• EXERCISE TASK: List every line in the rows below that contains the string "finger", matching case exactly.

• INPUT FOR THIS TASK:

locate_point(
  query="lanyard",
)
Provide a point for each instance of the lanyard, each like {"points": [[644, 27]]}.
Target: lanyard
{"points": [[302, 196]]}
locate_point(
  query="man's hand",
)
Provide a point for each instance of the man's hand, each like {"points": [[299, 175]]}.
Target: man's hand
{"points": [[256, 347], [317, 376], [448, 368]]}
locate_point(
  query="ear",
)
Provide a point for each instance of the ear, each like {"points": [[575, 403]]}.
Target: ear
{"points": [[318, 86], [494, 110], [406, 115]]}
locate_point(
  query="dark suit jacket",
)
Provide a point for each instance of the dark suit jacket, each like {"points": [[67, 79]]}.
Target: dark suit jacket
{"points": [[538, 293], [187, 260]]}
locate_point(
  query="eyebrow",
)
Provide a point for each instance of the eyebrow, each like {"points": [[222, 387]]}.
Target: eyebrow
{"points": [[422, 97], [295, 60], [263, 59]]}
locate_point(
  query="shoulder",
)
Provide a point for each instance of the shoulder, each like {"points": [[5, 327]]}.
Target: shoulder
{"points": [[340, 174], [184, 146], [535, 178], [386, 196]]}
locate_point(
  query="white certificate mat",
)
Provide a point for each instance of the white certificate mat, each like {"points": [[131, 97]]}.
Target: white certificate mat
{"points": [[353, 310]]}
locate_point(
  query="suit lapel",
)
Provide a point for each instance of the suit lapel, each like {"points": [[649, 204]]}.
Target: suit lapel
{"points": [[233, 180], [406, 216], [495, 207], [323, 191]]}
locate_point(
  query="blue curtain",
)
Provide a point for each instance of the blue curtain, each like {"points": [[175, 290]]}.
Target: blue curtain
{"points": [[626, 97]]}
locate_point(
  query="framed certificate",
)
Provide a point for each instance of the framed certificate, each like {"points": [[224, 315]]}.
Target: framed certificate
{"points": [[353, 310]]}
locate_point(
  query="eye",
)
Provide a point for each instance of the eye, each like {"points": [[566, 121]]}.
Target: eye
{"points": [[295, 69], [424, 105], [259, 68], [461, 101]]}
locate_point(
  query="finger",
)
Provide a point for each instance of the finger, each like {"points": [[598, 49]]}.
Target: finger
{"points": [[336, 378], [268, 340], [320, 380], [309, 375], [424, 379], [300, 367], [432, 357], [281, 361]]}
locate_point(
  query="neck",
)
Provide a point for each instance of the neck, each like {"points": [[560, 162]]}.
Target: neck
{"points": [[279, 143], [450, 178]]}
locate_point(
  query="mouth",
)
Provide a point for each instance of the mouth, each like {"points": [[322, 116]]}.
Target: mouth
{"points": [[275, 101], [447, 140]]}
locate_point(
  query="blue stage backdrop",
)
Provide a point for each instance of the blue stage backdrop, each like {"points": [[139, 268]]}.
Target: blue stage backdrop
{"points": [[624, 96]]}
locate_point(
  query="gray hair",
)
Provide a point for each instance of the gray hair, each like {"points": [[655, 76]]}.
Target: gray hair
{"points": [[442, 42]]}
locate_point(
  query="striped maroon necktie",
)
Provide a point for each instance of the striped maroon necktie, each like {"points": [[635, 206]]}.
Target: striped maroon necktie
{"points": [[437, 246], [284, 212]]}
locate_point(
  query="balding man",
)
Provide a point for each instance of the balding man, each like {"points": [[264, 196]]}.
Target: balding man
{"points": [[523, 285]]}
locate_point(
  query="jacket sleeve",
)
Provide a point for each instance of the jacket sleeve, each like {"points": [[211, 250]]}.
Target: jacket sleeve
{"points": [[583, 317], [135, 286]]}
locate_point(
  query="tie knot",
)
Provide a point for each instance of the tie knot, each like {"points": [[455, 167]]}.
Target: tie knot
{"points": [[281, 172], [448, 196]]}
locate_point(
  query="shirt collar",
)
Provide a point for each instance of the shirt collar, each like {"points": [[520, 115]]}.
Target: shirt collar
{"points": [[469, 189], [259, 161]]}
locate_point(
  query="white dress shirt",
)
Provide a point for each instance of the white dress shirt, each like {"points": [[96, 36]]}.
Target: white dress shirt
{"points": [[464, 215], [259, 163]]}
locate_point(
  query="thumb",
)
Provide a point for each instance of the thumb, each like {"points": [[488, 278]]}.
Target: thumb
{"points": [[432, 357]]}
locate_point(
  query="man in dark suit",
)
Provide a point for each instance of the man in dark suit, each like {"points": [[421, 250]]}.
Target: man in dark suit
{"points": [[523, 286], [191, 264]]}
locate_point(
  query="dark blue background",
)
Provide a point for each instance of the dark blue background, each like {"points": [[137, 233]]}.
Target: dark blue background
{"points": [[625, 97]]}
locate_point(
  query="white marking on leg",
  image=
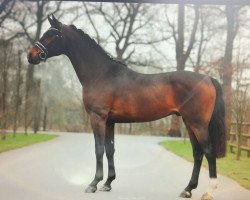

• THE RESPONSE:
  query="finger",
Provide a point for each instance of the finger, each like {"points": [[598, 49]]}.
Target: finger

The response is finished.